Excerpt provided:
- - - - - - -

Wednesday, July 15, 2015

Stage 10 Tarbes / La Pierre-Saint-Martin - Froome Vroom

Stage 10 and after the rest day in Pau the Tour headed skyward in the first of the mountain stages in the Pyrenees in southern France.

The rest day offered respite from a difficult first week and riders chose to spend the day in a variety of ways. For some there’s no let up and go out for a hard training ride to keep the motor ticking over. For others it may be a leisurely coffee ride or a chance for some binge watching of illegal downloads of their favourite series.

The bombshell of the day was Tinkoff-Saxo rider Ivan Basso’s announcement he was quitting the Tour after revealing he had testicular cancer. There was a huge outpouring of support for Basso and we wish him a successful recovery.

In the kitchen Gabs looked at the forecast for a rather warm day in the Pyrenees and didn’t fancy having to slave over a hot stove. Cold cuts and salad seemed a bit too boring and thought salmon tartare would be the perfect summery dish. No butter in the recipe but a bit of crème fraîche is delightful with the fish. The buerremetric counter sits on 130g.

- - - - - - -

Could you continue the Tour de France Stage 10 blog post above, starting right after its last sentence?

Dataset records:
- - - - - - -

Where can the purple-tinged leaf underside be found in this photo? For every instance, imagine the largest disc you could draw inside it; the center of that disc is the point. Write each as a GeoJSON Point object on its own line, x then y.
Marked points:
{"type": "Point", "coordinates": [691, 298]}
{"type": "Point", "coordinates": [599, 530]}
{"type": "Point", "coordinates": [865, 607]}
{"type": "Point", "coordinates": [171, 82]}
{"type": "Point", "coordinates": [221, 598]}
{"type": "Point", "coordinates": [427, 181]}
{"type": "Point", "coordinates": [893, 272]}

- - - - - - -

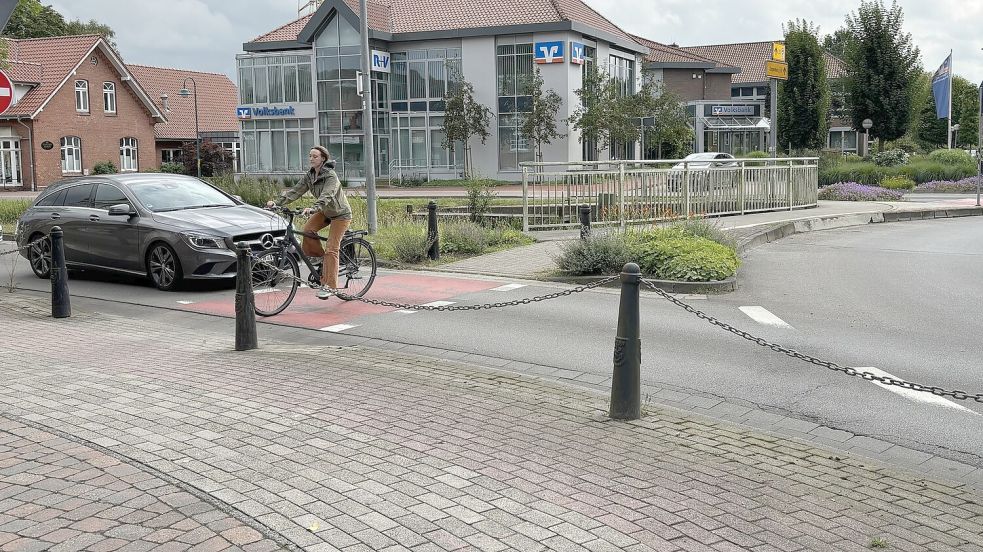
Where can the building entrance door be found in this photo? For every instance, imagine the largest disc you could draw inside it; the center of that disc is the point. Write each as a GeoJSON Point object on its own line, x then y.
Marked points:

- - - - - - -

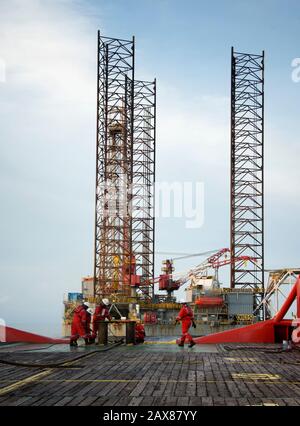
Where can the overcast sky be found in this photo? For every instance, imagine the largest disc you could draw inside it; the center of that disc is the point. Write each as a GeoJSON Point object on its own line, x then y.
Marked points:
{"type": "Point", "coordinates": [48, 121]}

- - - - - - -

Result of the exercise:
The peloton set off on the gentle rolling roads that would be perfect for a delightful cycling holiday in the French countryside. Not much in the way of the fancy looking chateaux of the north, just one of your more typical fortified castles you see in the south of France were you’d expect a medieval soldier with an outrageous French accent to appear on the wall and hurl insults at the English.



I throw a gauntlet in your general direction



The riders went though some pretty towns through the valleys of the Basque country. One town, Paul noted, not only produced Basque linen but also umbrellas because it rains a lot.

Meanwhile eagle-eyed Phil spotted a Pyrenean vulture soaring above the valley, looking for signs of weakness in the peloton. He thought the vulture had the, “best place in the house of a view of the Tour de France and if they fall off he may well land and help himself”.  Lucky Lars Boom didn’t start, a fever put paid to that.

As the peloton headed skyward for the 15km climb to the finish, Paul delivered his standard rest day lecture about how the body can react in a ‘strange way’ after coming out of the starting blocks off the back of a rest day. In the heat a few bodies were reacting strangely and that was just the roadside randoms.

Eyes were on Frenchman Thibaut Pinot on Bastille Day but it seems at this year’s Tour he can’t take a trick and cracked early - boom, boom out go the lights, as Paul likes to say.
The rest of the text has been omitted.